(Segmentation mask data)
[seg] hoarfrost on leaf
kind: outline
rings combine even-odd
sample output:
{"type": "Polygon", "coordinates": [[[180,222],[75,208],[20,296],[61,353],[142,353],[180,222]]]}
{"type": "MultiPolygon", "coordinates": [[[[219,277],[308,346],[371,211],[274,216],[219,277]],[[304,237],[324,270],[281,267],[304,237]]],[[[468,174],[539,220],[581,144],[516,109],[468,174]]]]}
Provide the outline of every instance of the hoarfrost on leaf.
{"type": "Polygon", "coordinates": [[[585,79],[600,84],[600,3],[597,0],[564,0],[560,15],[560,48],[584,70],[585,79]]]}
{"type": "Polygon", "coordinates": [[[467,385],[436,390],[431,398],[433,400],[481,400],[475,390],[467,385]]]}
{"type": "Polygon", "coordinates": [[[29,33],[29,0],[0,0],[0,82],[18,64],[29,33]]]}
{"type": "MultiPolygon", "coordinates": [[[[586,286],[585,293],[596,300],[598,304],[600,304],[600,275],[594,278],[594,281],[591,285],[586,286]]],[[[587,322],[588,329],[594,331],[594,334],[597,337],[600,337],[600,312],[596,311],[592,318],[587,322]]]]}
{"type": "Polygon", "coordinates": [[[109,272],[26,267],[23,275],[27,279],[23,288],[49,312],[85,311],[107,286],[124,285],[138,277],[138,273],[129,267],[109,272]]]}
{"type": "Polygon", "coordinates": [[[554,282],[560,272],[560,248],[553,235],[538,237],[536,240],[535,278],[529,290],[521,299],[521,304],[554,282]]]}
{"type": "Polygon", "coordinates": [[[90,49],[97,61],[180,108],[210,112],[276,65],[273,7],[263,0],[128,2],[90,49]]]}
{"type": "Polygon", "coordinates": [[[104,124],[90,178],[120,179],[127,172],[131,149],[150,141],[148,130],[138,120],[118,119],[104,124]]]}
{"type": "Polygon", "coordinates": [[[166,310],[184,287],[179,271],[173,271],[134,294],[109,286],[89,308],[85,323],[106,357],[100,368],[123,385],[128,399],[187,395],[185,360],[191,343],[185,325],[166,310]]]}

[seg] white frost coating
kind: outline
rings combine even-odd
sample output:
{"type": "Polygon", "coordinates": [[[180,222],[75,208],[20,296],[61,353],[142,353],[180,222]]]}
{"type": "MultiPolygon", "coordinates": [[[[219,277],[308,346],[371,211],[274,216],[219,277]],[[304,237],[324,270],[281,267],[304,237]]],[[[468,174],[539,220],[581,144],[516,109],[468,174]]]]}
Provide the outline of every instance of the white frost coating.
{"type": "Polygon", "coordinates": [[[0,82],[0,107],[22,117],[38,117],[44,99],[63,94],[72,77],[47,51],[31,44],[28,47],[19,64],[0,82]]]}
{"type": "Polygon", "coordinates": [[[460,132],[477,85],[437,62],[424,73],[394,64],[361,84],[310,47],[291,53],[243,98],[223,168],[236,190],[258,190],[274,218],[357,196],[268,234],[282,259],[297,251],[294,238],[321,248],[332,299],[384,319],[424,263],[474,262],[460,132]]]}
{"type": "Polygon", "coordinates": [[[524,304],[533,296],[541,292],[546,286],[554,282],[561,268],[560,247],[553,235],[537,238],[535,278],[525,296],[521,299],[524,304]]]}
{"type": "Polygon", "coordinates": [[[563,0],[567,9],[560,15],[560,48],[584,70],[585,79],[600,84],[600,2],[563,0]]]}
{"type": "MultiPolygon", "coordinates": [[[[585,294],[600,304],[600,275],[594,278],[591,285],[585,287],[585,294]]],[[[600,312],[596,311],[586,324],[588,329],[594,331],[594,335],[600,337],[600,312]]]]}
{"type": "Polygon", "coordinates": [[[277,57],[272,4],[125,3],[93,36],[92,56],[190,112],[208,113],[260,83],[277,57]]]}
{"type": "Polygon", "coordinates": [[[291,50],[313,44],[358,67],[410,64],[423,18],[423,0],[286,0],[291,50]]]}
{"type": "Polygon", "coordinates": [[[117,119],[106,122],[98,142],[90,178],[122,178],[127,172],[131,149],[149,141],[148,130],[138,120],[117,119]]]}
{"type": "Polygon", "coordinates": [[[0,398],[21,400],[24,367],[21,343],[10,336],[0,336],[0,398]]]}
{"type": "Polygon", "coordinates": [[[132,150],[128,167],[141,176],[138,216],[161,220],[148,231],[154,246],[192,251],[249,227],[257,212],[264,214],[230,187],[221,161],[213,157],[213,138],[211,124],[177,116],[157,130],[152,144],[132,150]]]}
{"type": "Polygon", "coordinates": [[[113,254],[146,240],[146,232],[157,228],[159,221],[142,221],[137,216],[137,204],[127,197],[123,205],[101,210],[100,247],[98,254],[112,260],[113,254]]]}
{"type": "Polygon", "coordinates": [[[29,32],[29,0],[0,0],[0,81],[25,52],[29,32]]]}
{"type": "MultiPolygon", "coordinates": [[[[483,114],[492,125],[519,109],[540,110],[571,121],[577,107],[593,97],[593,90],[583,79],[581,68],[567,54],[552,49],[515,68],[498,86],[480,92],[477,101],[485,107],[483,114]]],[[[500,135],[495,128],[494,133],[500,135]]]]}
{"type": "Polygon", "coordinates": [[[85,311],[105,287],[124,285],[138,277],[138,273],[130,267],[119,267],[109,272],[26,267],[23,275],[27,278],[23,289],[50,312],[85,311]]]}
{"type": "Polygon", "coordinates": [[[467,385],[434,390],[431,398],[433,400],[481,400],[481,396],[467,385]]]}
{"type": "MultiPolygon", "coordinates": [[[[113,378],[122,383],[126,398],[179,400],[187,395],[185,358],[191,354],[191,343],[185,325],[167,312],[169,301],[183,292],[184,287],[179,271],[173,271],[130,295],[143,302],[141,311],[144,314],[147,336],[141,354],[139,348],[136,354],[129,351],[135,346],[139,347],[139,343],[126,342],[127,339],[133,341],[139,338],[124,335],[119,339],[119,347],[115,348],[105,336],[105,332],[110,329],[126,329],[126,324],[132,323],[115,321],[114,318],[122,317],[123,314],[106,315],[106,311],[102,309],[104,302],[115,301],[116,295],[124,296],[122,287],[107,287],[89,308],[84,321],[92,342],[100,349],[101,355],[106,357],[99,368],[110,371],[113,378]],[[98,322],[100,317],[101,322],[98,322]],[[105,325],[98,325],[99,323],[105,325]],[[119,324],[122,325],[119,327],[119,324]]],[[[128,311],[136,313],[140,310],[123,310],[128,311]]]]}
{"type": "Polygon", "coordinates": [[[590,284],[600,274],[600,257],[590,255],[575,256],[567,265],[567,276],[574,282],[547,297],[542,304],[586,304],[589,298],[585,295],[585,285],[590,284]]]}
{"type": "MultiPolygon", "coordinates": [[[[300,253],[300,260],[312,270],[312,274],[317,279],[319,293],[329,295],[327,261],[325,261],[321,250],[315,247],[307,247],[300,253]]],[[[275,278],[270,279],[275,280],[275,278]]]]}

Task details:
Copy the data above in full, exactly as it reads.

Output:
[seg] hoarfrost on leaf
kind: outline
rings combine even-odd
sample output:
{"type": "Polygon", "coordinates": [[[180,222],[75,208],[20,296],[61,353],[142,353],[180,222]]]}
{"type": "MultiPolygon", "coordinates": [[[[219,277],[308,346],[371,211],[274,216],[219,277]],[[304,237],[324,270],[281,267],[304,237]]],[[[468,174],[539,220],[581,144],[516,109],[468,174]]]]}
Provide the outline of every instance of the hoarfrost on leaf.
{"type": "Polygon", "coordinates": [[[585,79],[600,84],[600,3],[597,0],[564,0],[560,15],[560,48],[584,70],[585,79]]]}
{"type": "Polygon", "coordinates": [[[467,385],[436,390],[431,398],[433,400],[481,400],[475,390],[467,385]]]}
{"type": "Polygon", "coordinates": [[[29,33],[29,0],[0,0],[0,82],[18,64],[29,33]]]}
{"type": "MultiPolygon", "coordinates": [[[[586,286],[585,293],[596,300],[598,304],[600,304],[600,275],[594,278],[594,281],[591,285],[586,286]]],[[[587,322],[588,329],[594,331],[594,334],[597,337],[600,337],[600,312],[596,311],[592,318],[587,322]]]]}
{"type": "Polygon", "coordinates": [[[109,272],[26,267],[23,275],[27,279],[23,288],[49,312],[85,311],[107,286],[124,285],[138,277],[138,273],[129,267],[109,272]]]}
{"type": "Polygon", "coordinates": [[[554,282],[560,272],[560,248],[553,235],[538,237],[536,240],[535,278],[529,290],[521,299],[521,304],[554,282]]]}
{"type": "Polygon", "coordinates": [[[90,49],[97,61],[180,108],[210,112],[276,65],[273,7],[263,0],[128,2],[90,49]]]}
{"type": "Polygon", "coordinates": [[[104,124],[90,178],[120,179],[127,172],[131,149],[150,141],[148,130],[138,120],[118,119],[104,124]]]}
{"type": "Polygon", "coordinates": [[[166,310],[184,287],[179,271],[173,271],[134,294],[109,286],[89,308],[85,323],[106,357],[100,368],[123,385],[128,399],[187,395],[185,360],[191,343],[185,325],[166,310]]]}

[seg] white frost coating
kind: outline
rings combine even-odd
sample output:
{"type": "Polygon", "coordinates": [[[180,222],[75,208],[20,296],[61,353],[142,353],[180,222]]]}
{"type": "MultiPolygon", "coordinates": [[[[219,277],[308,346],[371,211],[274,216],[219,277]],[[304,237],[324,270],[281,267],[304,237]]],[[[468,174],[539,220],[581,144],[516,109],[468,174]]]]}
Provide the outline of every instance of the white frost coating.
{"type": "Polygon", "coordinates": [[[0,82],[0,107],[22,117],[38,117],[44,99],[63,94],[72,77],[47,51],[31,44],[28,47],[19,64],[0,82]]]}
{"type": "Polygon", "coordinates": [[[460,132],[477,85],[437,62],[424,73],[394,64],[361,84],[310,47],[291,53],[243,98],[223,168],[236,190],[258,190],[274,218],[357,196],[268,234],[282,259],[297,251],[294,238],[321,248],[332,299],[384,319],[424,263],[474,262],[460,132]]]}
{"type": "Polygon", "coordinates": [[[524,304],[533,296],[541,292],[546,286],[554,282],[561,268],[560,247],[553,235],[537,238],[535,278],[525,296],[521,299],[524,304]]]}
{"type": "Polygon", "coordinates": [[[563,0],[567,9],[560,15],[560,48],[584,70],[585,79],[600,84],[600,2],[563,0]]]}
{"type": "MultiPolygon", "coordinates": [[[[585,294],[600,304],[600,275],[594,278],[591,285],[585,287],[585,294]]],[[[600,312],[596,311],[586,324],[588,329],[594,331],[594,335],[600,337],[600,312]]]]}
{"type": "Polygon", "coordinates": [[[277,57],[272,4],[125,3],[93,36],[92,56],[190,112],[208,113],[260,83],[277,57]]]}
{"type": "Polygon", "coordinates": [[[291,50],[313,44],[358,67],[410,64],[423,18],[423,0],[286,0],[291,50]]]}
{"type": "Polygon", "coordinates": [[[117,119],[106,122],[98,142],[90,178],[122,178],[127,172],[131,149],[149,141],[148,130],[138,120],[117,119]]]}
{"type": "Polygon", "coordinates": [[[0,398],[21,400],[24,367],[21,343],[10,336],[0,336],[0,398]]]}
{"type": "Polygon", "coordinates": [[[132,150],[128,167],[141,176],[138,216],[161,220],[148,231],[154,246],[192,251],[249,227],[257,212],[264,214],[230,187],[221,161],[213,157],[213,138],[211,124],[177,116],[157,130],[152,144],[132,150]]]}
{"type": "Polygon", "coordinates": [[[113,254],[146,240],[146,232],[157,228],[159,221],[142,221],[137,216],[137,204],[127,197],[123,205],[101,210],[100,247],[98,254],[112,260],[113,254]]]}
{"type": "Polygon", "coordinates": [[[29,32],[29,0],[0,0],[0,81],[25,52],[29,32]]]}
{"type": "MultiPolygon", "coordinates": [[[[483,114],[492,125],[519,109],[540,110],[571,121],[577,107],[593,97],[593,90],[583,79],[581,68],[567,54],[552,49],[515,68],[498,86],[480,92],[477,101],[485,107],[483,114]]],[[[500,135],[495,128],[494,133],[500,135]]]]}
{"type": "Polygon", "coordinates": [[[85,311],[105,287],[124,285],[138,277],[138,273],[130,267],[119,267],[109,272],[26,267],[23,275],[27,278],[23,289],[50,312],[85,311]]]}
{"type": "Polygon", "coordinates": [[[467,385],[434,390],[431,398],[433,400],[481,400],[481,396],[467,385]]]}
{"type": "MultiPolygon", "coordinates": [[[[113,378],[122,383],[126,398],[179,400],[187,395],[185,358],[191,354],[191,343],[185,325],[167,312],[169,301],[183,292],[184,287],[179,271],[173,271],[130,295],[143,302],[141,311],[144,314],[147,336],[141,354],[139,348],[136,354],[129,351],[135,346],[139,347],[139,343],[126,342],[127,339],[133,341],[139,338],[124,335],[119,339],[119,347],[115,348],[105,336],[105,332],[110,329],[126,329],[126,324],[132,323],[115,321],[114,318],[122,317],[123,314],[106,315],[106,311],[102,309],[104,302],[115,301],[116,295],[124,296],[122,287],[107,287],[89,308],[84,321],[92,342],[100,349],[101,355],[106,357],[99,368],[110,371],[113,378]],[[98,322],[100,317],[101,322],[98,322]],[[105,325],[98,325],[99,323],[105,325]],[[119,324],[122,325],[119,327],[119,324]]],[[[128,311],[136,313],[140,310],[123,310],[128,311]]]]}
{"type": "Polygon", "coordinates": [[[590,284],[600,274],[600,257],[590,255],[575,256],[567,265],[567,276],[574,282],[547,297],[542,304],[586,304],[589,298],[585,295],[585,285],[590,284]]]}
{"type": "MultiPolygon", "coordinates": [[[[300,253],[300,260],[312,270],[312,274],[317,279],[319,293],[329,295],[327,261],[325,261],[321,250],[315,247],[307,247],[300,253]]],[[[275,278],[270,279],[275,280],[275,278]]]]}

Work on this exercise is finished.